(EXTRACTED INFORMATION)

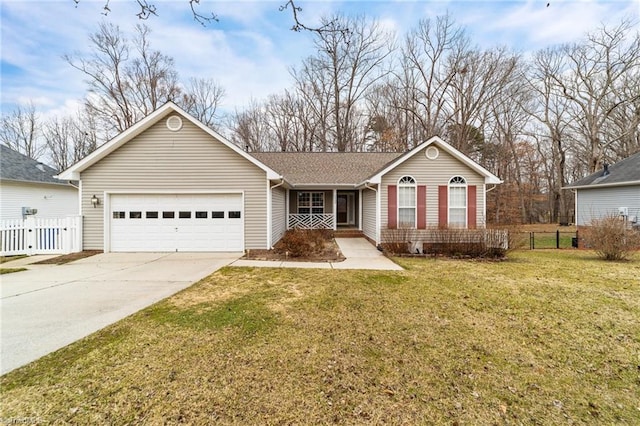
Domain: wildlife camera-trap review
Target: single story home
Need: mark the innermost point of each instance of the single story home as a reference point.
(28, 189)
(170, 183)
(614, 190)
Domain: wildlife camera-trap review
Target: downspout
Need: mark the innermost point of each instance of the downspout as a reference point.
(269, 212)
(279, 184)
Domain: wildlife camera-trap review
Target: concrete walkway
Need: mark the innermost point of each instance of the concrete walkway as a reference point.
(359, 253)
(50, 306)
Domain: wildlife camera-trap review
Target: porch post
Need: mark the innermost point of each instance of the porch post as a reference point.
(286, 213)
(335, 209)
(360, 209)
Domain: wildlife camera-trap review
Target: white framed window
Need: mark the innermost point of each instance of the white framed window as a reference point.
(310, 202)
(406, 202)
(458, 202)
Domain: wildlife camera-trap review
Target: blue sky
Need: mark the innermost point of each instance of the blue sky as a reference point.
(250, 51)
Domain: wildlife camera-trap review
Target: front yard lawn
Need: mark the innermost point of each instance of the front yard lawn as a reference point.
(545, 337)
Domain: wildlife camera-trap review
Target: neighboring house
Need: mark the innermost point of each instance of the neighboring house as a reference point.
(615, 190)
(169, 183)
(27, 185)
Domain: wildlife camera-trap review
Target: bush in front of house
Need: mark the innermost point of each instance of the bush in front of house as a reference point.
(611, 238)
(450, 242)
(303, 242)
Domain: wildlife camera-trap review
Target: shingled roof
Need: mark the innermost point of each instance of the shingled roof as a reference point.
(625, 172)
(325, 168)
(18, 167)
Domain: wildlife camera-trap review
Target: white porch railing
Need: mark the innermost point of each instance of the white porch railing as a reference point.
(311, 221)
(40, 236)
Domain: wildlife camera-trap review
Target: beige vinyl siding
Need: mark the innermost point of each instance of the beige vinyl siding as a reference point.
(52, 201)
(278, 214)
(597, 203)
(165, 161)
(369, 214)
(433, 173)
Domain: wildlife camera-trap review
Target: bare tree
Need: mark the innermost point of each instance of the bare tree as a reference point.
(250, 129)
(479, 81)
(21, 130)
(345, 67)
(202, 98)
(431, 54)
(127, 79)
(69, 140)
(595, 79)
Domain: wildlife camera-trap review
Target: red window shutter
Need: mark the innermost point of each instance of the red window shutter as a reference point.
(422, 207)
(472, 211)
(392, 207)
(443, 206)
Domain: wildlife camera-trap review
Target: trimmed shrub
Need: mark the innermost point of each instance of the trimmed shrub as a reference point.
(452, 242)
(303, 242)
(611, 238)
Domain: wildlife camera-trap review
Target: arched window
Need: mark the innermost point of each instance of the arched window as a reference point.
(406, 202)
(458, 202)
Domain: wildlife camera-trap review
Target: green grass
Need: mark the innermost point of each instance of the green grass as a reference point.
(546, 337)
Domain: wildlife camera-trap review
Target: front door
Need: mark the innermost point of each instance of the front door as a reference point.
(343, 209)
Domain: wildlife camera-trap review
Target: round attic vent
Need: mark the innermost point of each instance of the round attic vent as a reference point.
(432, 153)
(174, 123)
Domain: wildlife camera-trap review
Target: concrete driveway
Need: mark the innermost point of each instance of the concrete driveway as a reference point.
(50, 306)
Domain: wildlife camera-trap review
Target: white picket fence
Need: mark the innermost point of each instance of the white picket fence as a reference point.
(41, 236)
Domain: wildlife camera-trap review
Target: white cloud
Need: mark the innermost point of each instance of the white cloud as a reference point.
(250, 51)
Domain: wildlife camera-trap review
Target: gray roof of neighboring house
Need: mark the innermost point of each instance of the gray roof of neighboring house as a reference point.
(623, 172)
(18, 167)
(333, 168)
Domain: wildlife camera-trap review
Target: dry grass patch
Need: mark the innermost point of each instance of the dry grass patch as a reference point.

(End EXTRACTED INFORMATION)

**PROBLEM TO SOLVE**
Look for the word "patch" in the listing above, and copy every line where you find it.

**SOLUTION**
Target: dry grass patch
Need: mark the innermost point of each instance of the dry grass patch as a reference point.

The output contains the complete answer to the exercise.